Given problem:
Reproduce the entries exactly.

>> BEGIN Dataset excerpts

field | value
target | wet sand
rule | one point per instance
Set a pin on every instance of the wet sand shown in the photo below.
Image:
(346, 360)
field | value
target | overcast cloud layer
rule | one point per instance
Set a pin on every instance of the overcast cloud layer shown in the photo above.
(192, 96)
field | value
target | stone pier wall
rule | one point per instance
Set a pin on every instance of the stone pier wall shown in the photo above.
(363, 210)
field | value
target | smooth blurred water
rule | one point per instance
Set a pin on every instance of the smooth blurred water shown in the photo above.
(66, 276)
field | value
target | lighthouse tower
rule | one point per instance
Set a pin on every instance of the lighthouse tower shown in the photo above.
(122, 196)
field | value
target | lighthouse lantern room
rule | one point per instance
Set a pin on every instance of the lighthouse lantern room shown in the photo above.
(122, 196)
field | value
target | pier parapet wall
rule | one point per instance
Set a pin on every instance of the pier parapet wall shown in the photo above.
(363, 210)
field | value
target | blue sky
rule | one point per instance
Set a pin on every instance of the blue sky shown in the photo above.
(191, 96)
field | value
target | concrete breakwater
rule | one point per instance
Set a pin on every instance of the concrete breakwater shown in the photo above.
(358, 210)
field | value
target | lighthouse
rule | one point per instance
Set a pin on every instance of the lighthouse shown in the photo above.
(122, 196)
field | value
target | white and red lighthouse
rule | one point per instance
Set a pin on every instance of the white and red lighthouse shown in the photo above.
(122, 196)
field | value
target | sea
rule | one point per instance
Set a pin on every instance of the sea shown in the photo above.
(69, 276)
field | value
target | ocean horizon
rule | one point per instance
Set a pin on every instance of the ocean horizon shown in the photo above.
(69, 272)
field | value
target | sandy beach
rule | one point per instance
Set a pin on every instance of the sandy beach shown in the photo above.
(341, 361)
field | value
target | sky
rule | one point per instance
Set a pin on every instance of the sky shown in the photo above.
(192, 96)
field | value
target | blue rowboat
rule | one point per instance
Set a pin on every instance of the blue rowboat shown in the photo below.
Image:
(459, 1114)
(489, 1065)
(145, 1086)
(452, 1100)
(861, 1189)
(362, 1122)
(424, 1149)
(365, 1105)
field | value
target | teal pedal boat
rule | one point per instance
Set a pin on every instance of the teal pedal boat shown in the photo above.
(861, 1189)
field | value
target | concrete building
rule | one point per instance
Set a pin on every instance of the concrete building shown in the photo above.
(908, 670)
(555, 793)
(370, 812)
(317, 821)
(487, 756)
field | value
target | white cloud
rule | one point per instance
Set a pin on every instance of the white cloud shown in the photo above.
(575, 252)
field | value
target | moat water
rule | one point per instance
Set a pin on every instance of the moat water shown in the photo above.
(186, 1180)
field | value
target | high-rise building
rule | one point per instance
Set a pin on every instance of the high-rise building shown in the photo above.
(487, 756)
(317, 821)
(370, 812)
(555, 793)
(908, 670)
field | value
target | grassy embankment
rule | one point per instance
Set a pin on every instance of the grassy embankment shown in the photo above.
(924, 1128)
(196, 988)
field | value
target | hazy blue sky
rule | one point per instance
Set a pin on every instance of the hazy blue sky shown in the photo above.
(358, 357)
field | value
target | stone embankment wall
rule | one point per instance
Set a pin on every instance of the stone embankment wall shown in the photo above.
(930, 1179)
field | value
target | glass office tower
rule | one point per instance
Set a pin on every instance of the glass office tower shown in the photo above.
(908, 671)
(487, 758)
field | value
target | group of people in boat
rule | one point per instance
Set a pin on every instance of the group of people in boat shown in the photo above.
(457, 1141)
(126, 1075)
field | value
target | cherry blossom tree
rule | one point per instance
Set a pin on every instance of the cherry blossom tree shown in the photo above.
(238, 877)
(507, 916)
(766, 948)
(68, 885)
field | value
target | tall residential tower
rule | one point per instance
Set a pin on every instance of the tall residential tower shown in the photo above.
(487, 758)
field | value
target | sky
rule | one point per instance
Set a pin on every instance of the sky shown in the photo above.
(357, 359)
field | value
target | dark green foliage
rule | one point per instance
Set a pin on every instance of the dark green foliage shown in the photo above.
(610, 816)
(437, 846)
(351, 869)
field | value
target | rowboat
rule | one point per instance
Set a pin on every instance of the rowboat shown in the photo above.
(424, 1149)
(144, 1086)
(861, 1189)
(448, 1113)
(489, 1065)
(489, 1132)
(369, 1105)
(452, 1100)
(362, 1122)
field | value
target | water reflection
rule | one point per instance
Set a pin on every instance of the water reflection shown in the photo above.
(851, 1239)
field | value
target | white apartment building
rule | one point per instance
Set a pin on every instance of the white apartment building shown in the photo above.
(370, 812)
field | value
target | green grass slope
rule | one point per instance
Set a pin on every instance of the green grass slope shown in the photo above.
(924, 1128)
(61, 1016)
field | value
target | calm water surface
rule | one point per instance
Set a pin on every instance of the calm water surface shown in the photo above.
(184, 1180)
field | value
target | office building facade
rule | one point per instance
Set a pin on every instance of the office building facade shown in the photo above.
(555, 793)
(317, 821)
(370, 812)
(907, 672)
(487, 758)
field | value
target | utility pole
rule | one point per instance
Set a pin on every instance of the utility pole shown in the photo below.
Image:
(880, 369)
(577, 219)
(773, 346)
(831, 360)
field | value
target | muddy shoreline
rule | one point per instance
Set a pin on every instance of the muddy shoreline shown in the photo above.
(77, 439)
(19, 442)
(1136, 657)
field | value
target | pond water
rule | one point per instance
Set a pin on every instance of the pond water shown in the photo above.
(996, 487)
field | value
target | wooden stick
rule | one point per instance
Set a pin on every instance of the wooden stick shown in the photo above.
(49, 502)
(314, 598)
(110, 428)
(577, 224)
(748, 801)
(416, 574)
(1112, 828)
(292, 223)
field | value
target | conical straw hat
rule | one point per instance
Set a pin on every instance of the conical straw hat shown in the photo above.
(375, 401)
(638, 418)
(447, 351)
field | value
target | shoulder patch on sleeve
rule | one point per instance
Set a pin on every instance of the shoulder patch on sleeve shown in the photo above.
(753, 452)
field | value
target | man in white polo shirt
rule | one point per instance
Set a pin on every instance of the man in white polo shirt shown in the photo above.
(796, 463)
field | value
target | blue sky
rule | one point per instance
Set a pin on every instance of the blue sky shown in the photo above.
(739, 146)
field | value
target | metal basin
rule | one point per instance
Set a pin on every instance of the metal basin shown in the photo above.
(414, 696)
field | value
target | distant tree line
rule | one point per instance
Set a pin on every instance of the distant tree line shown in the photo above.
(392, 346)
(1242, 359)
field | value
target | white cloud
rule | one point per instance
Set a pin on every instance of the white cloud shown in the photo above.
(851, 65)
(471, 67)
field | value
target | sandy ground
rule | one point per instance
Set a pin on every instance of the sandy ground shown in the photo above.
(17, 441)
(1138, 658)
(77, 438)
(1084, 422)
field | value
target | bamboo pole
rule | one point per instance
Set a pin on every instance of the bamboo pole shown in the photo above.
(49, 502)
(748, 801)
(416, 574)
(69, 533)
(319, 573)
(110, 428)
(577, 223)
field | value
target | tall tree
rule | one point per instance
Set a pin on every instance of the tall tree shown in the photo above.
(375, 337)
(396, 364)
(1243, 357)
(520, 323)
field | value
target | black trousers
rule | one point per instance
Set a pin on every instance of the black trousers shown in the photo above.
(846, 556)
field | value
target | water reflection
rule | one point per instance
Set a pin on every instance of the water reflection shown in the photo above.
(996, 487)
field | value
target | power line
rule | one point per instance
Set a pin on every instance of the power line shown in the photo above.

>> END Dataset excerpts

Result of this exercise:
field | value
target | wet sand
rule | one point per instance
Set a pin on every instance of the wet sand shown in the photo below.
Image:
(346, 360)
field | value
target | overcast cloud layer
rule | one point per instance
Set a pin on every instance of the overcast cloud layer shown in the photo above.
(192, 96)
field | value
target | stone pier wall
rule | one point per instance
Set a pin on every instance of the stone pier wall shown in the photo above.
(363, 210)
field | value
target | smooth blurred water
rule | one point per instance
Set a pin on every instance of the smooth blurred water shown in the photo above.
(66, 276)
field | value
target | lighthouse tower
rule | one point per instance
Set a pin on every instance of the lighthouse tower shown in the photo above.
(122, 196)
field | value
target | lighthouse lantern room
rule | one point per instance
Set a pin on every instance of the lighthouse lantern room shown in the photo above.
(122, 196)
field | value
target | pier parapet wall
rule | one point per instance
Set a pin on every instance of the pier parapet wall shown in the photo above.
(363, 210)
field | value
target | blue sky
rule | one point per instance
Set a pin on every instance of the blue sky shown in the photo above.
(191, 96)
field | value
target | concrete breakwater
rule | one point per instance
Set a pin on every instance of the concrete breakwater shown in the photo above.
(358, 210)
field | value
target | lighthouse
rule | one point per instance
Set a pin on every instance of the lighthouse shown in the photo above.
(122, 196)
field | value
target | white and red lighthouse
rule | one point per instance
Set a pin on every instance of the white and red lighthouse shown in the photo above.
(122, 196)
field | value
target | sea
rule | one point per instance
Set a pin on every instance of the sea shown in the photo above.
(69, 276)
field | value
target | ocean horizon
rule | one point per instance
Set a pin on every instance of the ocean horizon shown in the photo above.
(69, 272)
field | value
target | sandy beach
rule | one point per instance
Set a pin on every instance of the sandy beach shown in the photo above.
(341, 361)
field | value
target | sky
rule | one point per instance
Set a pin on every instance of the sky shown in the photo above.
(192, 96)
field | value
target | blue rowboat
rule | one point per instance
Set a pin on every instance of the blue rowboat shown in the photo below.
Image:
(459, 1114)
(489, 1065)
(145, 1086)
(452, 1100)
(861, 1189)
(362, 1122)
(424, 1149)
(365, 1105)
field | value
target | teal pedal boat
rule | one point per instance
Set a pin on every instance of the teal pedal boat shown in the photo above.
(861, 1189)
field | value
target | concrete building
rule | one point per instance
Set a pin on every instance of the concrete building shown in the photo above.
(908, 670)
(555, 793)
(370, 812)
(317, 821)
(487, 756)
field | value
target | white cloud
rule | one point per instance
Set a pin on every instance of the white cloud shown in the photo above.
(575, 252)
field | value
target | moat water
rule | one point per instance
Set a pin on every instance of the moat water shown in the photo above.
(186, 1180)
field | value
target | high-rise building
rule | one point per instance
Set a pin on every instance of the high-rise building shown in the photo above.
(487, 756)
(317, 821)
(370, 812)
(555, 793)
(908, 670)
field | value
target | grassy embankment
rule | one point per instance
Set a pin on every instance of the grassy embankment shown in the photo above.
(924, 1128)
(196, 988)
field | value
target | hazy blue sky
rule | one point per instance
Set a pin on every instance of the hazy blue sky shown in the photo above.
(358, 357)
field | value
target | stone embankment wall
rule | one point per instance
Set a pin on every instance of the stone embankment wall shown in the photo above.
(930, 1179)
field | value
target | glass office tower
rule | one point per instance
Set a pin on every instance of the glass office tower shown in the photo above.
(908, 671)
(487, 758)
field | value
target | group of people in boat
rule | one point per instance
Set a pin on every instance of the group of people in boat shown in the photo above.
(457, 1141)
(126, 1075)
field | value
target | cherry blossom tree
rule | one point per instance
Set a pin on every instance of the cherry blossom tree shown in the photo above.
(238, 877)
(507, 916)
(766, 948)
(68, 885)
field | value
target | tall residential tower
rule | one point per instance
Set a pin on every instance of the tall residential tower shown in the photo above.
(487, 758)
field | value
target | sky
rule | one point per instance
Set a pin on every instance of the sky shown in the photo above.
(357, 359)
field | value
target | dark green foliage
rule | one point per instance
Set a pin on every instance of the dark green foliage shown in the photo above.
(610, 816)
(437, 846)
(351, 869)
field | value
target | rowboat
rule | one point per instance
Set a pin on every instance of the rowboat shown in the photo above.
(424, 1149)
(144, 1086)
(861, 1189)
(448, 1113)
(489, 1065)
(489, 1132)
(369, 1105)
(452, 1100)
(362, 1122)
field | value
target | water reflection
rule | one point per instance
Set a pin on every instance of the water reflection shown in the photo above.
(851, 1239)
field | value
target | white apartment building
rule | one point per instance
Set a pin on every instance of the white apartment building shown in the photo above.
(370, 812)
field | value
target | green grass slope
rule | one point per instance
Set a pin on every instance of the green grass slope shown in the photo above.
(924, 1128)
(61, 1016)
field | value
target | calm water surface
rule | one point per instance
Set a pin on every instance of the calm water surface shown in the photo above.
(184, 1180)
field | value
target | office building facade
rule | one point per instance
Set a pin on every instance of the office building facade shown in the photo above.
(555, 793)
(317, 821)
(370, 812)
(907, 672)
(487, 758)
field | value
target | utility pole
rule | one point per instance
Set a pin on every instance of the utility pole shown in the photo below.
Image:
(880, 369)
(577, 219)
(773, 346)
(831, 360)
field | value
target | muddy shoreline
rule | one point per instance
Set a pin on every instance of the muddy shoreline shown in the photo above.
(77, 439)
(19, 442)
(1136, 657)
field | value
target | pond water
rule | one point per instance
Set a pin on every instance of the pond water shown in the photo above.
(996, 487)
field | value
target | wooden stick
rule | one point per instance
Set a pin on every instance of the wooden stick shown in the photo above.
(49, 502)
(314, 598)
(110, 428)
(577, 224)
(748, 801)
(416, 574)
(1112, 828)
(292, 223)
field | value
target | conical straw hat
rule | one point per instance
Set a pin on every instance of the conical straw hat shown in the photo above.
(375, 401)
(638, 418)
(447, 351)
field | value
target | shoulder patch on sleeve
rule | one point per instance
Set a pin on every instance of the shoulder patch on sleeve shown in the photo above.
(753, 452)
field | value
target | man in white polo shirt
rule | one point per instance
Set a pin on every instance of the man in white polo shirt shown in the photo above.
(796, 463)
field | value
target | blue sky
rule | one point per instance
Set a pin on every instance of the blue sky shown in the photo above.
(739, 146)
field | value
target | metal basin
rule | one point per instance
Set a pin on every instance of the metal basin shown in the photo above.
(414, 696)
field | value
target | distant tree line
rule | one point per instance
Set a pin on every instance of the distant tree line shown in the photo above.
(392, 346)
(1242, 359)
field | value
target | white cloud
rule | one point per instance
Set a pin on every instance of the white cloud shown in the photo above.
(851, 65)
(471, 67)
field | value
target | sandy ground
rule | one point per instance
Set a pin on every instance of the sandy ground shown in the photo above.
(17, 441)
(1138, 658)
(77, 438)
(1084, 422)
field | value
target | bamboo pole
rule | one point per instance
Set a pin on every instance of the bamboo pole shown in the photo above.
(49, 502)
(748, 801)
(416, 574)
(69, 533)
(319, 573)
(110, 428)
(577, 223)
field | value
target | tall tree
rule | one point per instance
Set a pin on every instance of the tall tree shown in the photo above.
(375, 337)
(396, 364)
(1243, 357)
(520, 323)
field | value
target | black trousers
rule | one point per instance
Set a pin on every instance of the black trousers shown in the photo above.
(846, 556)
field | value
target | water reflection
rule | one point per instance
Set a pin on every instance of the water reflection shown in the photo above.
(996, 487)
field | value
target | power line
rule | one point per instance
Set a pin on every instance of the power line shown in the photo above.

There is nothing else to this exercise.